Referring expression data:
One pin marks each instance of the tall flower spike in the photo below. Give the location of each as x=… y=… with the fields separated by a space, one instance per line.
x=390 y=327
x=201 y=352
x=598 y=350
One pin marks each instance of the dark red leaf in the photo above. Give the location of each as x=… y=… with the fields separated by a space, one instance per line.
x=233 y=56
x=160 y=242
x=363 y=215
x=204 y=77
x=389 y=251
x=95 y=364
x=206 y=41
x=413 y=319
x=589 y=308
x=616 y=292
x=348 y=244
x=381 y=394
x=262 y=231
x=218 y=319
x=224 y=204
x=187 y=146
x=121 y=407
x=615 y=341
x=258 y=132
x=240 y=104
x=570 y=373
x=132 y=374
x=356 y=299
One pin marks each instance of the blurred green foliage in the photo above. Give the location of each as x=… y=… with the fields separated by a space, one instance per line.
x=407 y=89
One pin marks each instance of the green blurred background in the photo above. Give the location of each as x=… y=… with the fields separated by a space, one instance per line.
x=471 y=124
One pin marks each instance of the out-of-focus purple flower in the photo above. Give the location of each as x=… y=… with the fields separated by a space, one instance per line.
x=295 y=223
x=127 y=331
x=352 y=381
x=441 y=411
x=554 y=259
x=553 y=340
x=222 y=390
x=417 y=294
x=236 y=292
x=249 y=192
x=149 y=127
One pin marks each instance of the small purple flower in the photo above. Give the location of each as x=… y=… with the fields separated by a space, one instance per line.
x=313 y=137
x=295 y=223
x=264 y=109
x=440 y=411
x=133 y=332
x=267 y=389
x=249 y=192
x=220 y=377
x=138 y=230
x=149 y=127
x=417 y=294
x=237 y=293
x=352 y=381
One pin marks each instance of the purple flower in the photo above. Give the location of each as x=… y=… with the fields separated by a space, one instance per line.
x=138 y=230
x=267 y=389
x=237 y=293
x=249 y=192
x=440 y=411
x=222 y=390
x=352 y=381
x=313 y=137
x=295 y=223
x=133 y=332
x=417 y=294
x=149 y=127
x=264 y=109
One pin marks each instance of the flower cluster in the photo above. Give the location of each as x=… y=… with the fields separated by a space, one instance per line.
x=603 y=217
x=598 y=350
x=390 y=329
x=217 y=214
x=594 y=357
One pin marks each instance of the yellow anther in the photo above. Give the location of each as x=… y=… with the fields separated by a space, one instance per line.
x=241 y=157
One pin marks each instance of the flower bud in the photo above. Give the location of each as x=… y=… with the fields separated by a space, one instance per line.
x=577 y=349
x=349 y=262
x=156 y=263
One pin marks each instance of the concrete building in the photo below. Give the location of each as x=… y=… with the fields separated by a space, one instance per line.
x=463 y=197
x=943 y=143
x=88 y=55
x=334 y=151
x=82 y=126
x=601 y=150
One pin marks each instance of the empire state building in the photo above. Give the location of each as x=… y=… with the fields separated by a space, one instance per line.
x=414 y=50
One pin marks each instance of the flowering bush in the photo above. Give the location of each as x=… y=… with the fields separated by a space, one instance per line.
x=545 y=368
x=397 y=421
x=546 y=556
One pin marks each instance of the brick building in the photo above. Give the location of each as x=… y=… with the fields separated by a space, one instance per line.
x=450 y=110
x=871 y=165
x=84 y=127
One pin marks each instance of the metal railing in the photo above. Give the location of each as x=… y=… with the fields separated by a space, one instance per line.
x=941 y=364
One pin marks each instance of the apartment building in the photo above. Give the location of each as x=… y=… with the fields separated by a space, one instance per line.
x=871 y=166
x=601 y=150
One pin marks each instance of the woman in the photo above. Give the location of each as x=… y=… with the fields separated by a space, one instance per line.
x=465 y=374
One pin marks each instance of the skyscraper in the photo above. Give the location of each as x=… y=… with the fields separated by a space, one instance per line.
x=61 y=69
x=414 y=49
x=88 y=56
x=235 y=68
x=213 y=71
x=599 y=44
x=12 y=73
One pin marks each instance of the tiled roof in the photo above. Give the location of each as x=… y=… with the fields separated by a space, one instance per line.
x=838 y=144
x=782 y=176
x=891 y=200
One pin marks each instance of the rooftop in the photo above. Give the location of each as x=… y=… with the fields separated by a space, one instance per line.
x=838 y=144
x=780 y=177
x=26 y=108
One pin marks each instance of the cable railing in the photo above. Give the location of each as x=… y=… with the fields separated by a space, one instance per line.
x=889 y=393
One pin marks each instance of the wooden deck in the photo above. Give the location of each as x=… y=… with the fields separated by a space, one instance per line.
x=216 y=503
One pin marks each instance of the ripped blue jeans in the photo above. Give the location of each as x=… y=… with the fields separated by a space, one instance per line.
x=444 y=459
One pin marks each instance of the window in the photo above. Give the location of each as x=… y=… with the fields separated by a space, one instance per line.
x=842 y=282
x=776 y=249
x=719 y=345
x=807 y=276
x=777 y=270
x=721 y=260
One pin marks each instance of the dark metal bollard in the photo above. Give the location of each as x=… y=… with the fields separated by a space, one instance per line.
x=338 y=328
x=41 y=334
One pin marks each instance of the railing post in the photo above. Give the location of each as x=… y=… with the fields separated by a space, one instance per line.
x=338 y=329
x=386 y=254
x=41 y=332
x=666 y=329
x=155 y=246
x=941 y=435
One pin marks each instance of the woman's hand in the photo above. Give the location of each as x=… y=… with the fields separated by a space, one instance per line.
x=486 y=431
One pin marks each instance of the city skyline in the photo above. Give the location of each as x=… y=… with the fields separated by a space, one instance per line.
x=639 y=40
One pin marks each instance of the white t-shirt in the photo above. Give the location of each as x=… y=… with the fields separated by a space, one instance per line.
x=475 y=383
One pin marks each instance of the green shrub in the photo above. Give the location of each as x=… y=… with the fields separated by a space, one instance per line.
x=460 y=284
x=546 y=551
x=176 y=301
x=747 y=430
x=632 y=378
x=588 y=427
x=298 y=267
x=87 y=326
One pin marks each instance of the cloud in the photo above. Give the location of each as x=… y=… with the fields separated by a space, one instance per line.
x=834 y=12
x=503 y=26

§ **ASSIGNED TASK**
Reproduce the entries in full, exactly as written.

§ **WRITTEN REPLY**
One pin marks each instance of the tall flower spike in the photo below. Give the location of each as x=… y=… with the fields separated by a space, one instance per line.
x=390 y=327
x=201 y=352
x=598 y=350
One pin marks each instance of the dark red leaf in the photo above. Give the location of each as x=… y=… with the fields separated by a space, one instance per line.
x=233 y=56
x=160 y=242
x=363 y=215
x=204 y=77
x=389 y=251
x=95 y=364
x=206 y=41
x=413 y=319
x=589 y=308
x=616 y=292
x=348 y=244
x=381 y=394
x=262 y=231
x=218 y=319
x=224 y=204
x=187 y=146
x=121 y=407
x=615 y=341
x=258 y=132
x=240 y=104
x=570 y=373
x=132 y=374
x=356 y=299
One pin marks each instance of the blurred green foliage in the photo above. Give the location of each as x=… y=… with the fields separated by a space, one instance per line.
x=407 y=89
One pin marks each instance of the green blurred background in the photo above. Give the location of each as x=… y=… with the fields separated by a space, one instance per line.
x=471 y=124
One pin marks each instance of the out-of-focus purple flower in the photo above. Give the location of each as x=… y=… with the fields separated by a space, one instance per line.
x=295 y=223
x=127 y=331
x=352 y=381
x=441 y=411
x=554 y=259
x=553 y=340
x=222 y=390
x=417 y=294
x=236 y=292
x=249 y=192
x=149 y=127
One pin marks each instance of the small purple flower in the photo above. Give the location of each as x=… y=… with the fields separated by a space, one instance per line.
x=313 y=137
x=295 y=223
x=264 y=109
x=440 y=411
x=133 y=332
x=267 y=389
x=249 y=192
x=220 y=377
x=138 y=230
x=149 y=127
x=417 y=294
x=237 y=293
x=352 y=381
One pin marks each instance of the purple flower in the photo above. Give the location of each as x=… y=… with the fields separated by a space, one instance per line.
x=138 y=230
x=267 y=389
x=237 y=293
x=249 y=192
x=440 y=411
x=222 y=390
x=352 y=381
x=313 y=137
x=295 y=223
x=133 y=332
x=417 y=294
x=149 y=127
x=264 y=109
One pin marks each instance of the flower cluster in the photo above. Give the location of each as x=… y=… with the fields separated by a space, one instance per line.
x=603 y=217
x=598 y=350
x=390 y=329
x=217 y=214
x=594 y=357
One pin marks each instance of the yellow anther in the photo above. Give the location of each as x=… y=… with the fields separated by a space, one instance per line.
x=241 y=157
One pin marks each instance of the flower bud in the photo above. Give the location of each as x=… y=… with the fields separated by a space, one instance per line.
x=577 y=349
x=349 y=262
x=156 y=263
One pin marks each instance of the concrete building in the photo below. Give the location of each as x=… y=… with the fields separated by a space, one instance per line.
x=463 y=197
x=943 y=143
x=88 y=55
x=334 y=151
x=82 y=126
x=601 y=150
One pin marks each instance of the empire state building in the photo above. Give the location of each as x=… y=… with the fields separated by a space, one instance per line.
x=414 y=50
One pin marks each instance of the flowering bush in the photo above. Give the location of each as x=… y=… with the fields separated by a space, one instance per line.
x=545 y=368
x=397 y=421
x=546 y=556
One pin marks each instance of the brick building in the photo above. Give the location of each as x=… y=… with the fields separated by a space, one instance per line.
x=450 y=110
x=871 y=165
x=84 y=127
One pin marks each instance of the metal railing in the photo above. Give the location of each as x=… y=… with the fields separated by a space, one instance per line.
x=941 y=364
One pin marks each instance of the apartment building in the photo above. Give the location of each as x=… y=… with the fields separated by a space, one instance per line.
x=871 y=166
x=601 y=150
One pin marks each instance of the woman in the photo above. Give the location of each as x=… y=… with the fields separated by a space, one instance per line.
x=465 y=374
One pin marks each instance of the skyscraper in the photo above. Give the location of each as x=… y=… with the fields separated by a space, one instance per line.
x=61 y=69
x=414 y=49
x=88 y=56
x=235 y=68
x=213 y=71
x=599 y=44
x=12 y=73
One pin marks each instance of the tiled roof in the photo above. Give the location of each as x=… y=… with the fields separated by a space, one instance per line.
x=838 y=144
x=782 y=176
x=891 y=200
One pin marks each instance of the rooftop in the photo above. Give the location of each as x=… y=… with the fields separated by a space, one instance per line.
x=838 y=144
x=780 y=177
x=26 y=108
One pin marks each instance of the cable railing in the photo above. Give the location of each as x=… y=… with the fields separated by a space, one instance per line.
x=889 y=393
One pin marks each instance of the wooden deck in the photo above. Give the location of each as x=… y=… with the fields separated by a space, one instance per line.
x=216 y=503
One pin marks each instance of the ripped blue jeans in the photo above. Give the location of each as x=… y=… with the fields separated by a space, one instance per line.
x=444 y=459
One pin marks each instance of the window in the photo above. Give the location of each as x=… y=… with the fields separated by a space, one instance per line.
x=842 y=282
x=776 y=249
x=719 y=345
x=807 y=276
x=777 y=270
x=721 y=260
One pin marks each instance of the dark metal bollard in the photo above. Give the location of each as x=… y=… with the fields separated by a space, one instance per line.
x=338 y=328
x=41 y=334
One pin marks each instance of the railing post in the photo above. Give the location of each as x=… y=… with the fields separated by a space, one instance per line.
x=338 y=329
x=386 y=254
x=41 y=332
x=666 y=329
x=155 y=246
x=941 y=435
One pin marks each instance of the woman's hand in the photo above. Give the location of each as x=… y=… with the fields separated by a space, one instance per line.
x=486 y=431
One pin marks each instance of the city skyline in the photo above. Give the location of each as x=… y=… with the fields separated by a space, one instance per line.
x=639 y=40
One pin marks each instance of the white t-shirt in the photo above. Give the location of each as x=… y=… with the fields separated by a space, one instance per line.
x=475 y=383
One pin marks each instance of the green shrub in the photo above. Give the location of each as x=… y=… with the fields separated by a space, one instance per line.
x=460 y=284
x=546 y=551
x=176 y=301
x=747 y=430
x=632 y=378
x=588 y=427
x=298 y=267
x=87 y=326
One pin marks each instance of the cloud in the photo above. Give the location of each as x=… y=… with the fields separated by a space, one instance per line.
x=834 y=12
x=503 y=26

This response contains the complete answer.